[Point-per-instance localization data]
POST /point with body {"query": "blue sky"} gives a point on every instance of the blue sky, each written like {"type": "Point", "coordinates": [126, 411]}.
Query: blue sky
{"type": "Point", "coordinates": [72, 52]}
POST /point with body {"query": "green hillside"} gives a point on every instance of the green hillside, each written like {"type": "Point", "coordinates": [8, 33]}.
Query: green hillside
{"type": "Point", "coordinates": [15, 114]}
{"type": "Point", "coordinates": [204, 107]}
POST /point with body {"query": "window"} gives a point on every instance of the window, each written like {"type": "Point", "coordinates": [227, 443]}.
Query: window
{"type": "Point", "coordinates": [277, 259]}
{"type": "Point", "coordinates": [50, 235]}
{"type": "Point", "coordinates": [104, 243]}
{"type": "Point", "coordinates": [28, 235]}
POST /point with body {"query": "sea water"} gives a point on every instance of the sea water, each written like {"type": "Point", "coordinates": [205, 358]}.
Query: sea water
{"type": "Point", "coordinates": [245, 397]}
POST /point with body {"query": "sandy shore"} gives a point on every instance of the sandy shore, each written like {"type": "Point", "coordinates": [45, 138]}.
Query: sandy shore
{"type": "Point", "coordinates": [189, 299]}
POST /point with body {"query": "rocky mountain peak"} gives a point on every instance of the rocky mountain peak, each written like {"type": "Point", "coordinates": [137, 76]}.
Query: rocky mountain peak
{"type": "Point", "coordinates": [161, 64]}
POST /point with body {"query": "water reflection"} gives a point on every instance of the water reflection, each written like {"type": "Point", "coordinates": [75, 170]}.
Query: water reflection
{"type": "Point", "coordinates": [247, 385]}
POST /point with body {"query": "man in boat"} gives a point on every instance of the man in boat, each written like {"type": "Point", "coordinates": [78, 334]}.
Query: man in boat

> [The problem]: Your answer should hold exactly the lines from the one containing "in boat, each" to the last line of the data, both included, and no others.

> [Result of the exercise]:
POST /point with body {"query": "man in boat"} gives a point on every instance of the man in boat, each written like {"type": "Point", "coordinates": [78, 334]}.
Query: man in boat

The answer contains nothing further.